EXERCISE BRIEF:
Reproduce every item below word for word, leaving out the pictures.

EXERCISE DATA:
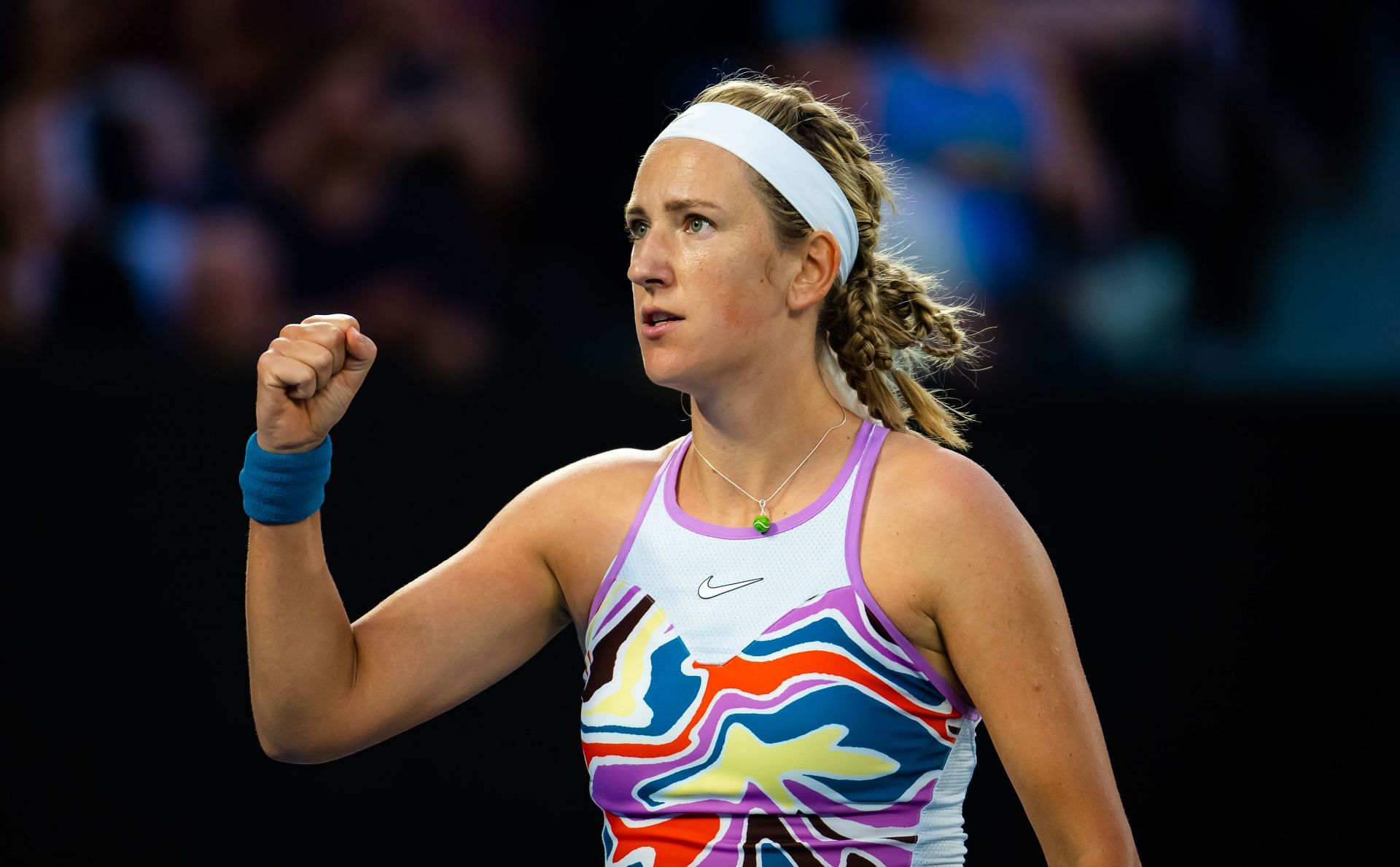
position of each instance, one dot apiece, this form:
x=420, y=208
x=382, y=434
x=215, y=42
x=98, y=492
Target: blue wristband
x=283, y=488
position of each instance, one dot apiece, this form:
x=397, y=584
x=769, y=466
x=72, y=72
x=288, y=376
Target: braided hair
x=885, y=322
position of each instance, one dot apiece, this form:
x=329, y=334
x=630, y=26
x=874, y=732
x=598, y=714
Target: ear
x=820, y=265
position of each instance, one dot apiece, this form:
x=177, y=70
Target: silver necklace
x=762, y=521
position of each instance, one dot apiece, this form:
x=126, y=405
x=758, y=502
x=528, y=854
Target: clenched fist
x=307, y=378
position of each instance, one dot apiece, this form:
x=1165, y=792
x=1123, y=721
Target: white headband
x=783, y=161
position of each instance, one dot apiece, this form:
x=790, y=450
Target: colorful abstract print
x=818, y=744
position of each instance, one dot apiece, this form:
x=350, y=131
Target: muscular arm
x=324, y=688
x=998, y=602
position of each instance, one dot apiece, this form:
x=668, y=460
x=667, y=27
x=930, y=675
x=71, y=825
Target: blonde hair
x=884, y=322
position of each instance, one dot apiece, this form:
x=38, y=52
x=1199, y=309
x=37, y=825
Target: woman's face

FINISHED EXERCISE:
position of each instance, one dot apiece, this form:
x=420, y=208
x=382, y=434
x=215, y=42
x=98, y=492
Target: blue wristband
x=283, y=488
position of each instance, one dot apiece, this form:
x=397, y=584
x=769, y=466
x=72, y=72
x=288, y=376
Target: braided hair
x=885, y=322
position of each instance, one dot apiece, this form:
x=329, y=334
x=630, y=26
x=874, y=732
x=598, y=714
Target: ear
x=820, y=265
position of each instance, one dot apiece, this form:
x=177, y=70
Target: silver necklace
x=762, y=521
position of each instance, one dot apiece, this form:
x=126, y=405
x=758, y=502
x=528, y=854
Target: clenched fist
x=307, y=378
position of each instance, one dot apiece, this form:
x=1165, y=792
x=1123, y=721
Target: white headband
x=783, y=161
position of each instance, one dot apiece, this form:
x=790, y=450
Target: colorful abstract print
x=818, y=744
position of each instance, one dot apiece, this form:
x=350, y=131
Target: muscular arm
x=324, y=688
x=998, y=602
position of each instance, one dot apiece, this form:
x=668, y=460
x=667, y=27
x=930, y=675
x=71, y=825
Target: blonde hair
x=884, y=322
position of each instance, one dot apiece, this form:
x=38, y=52
x=1199, y=309
x=37, y=825
Target: woman's face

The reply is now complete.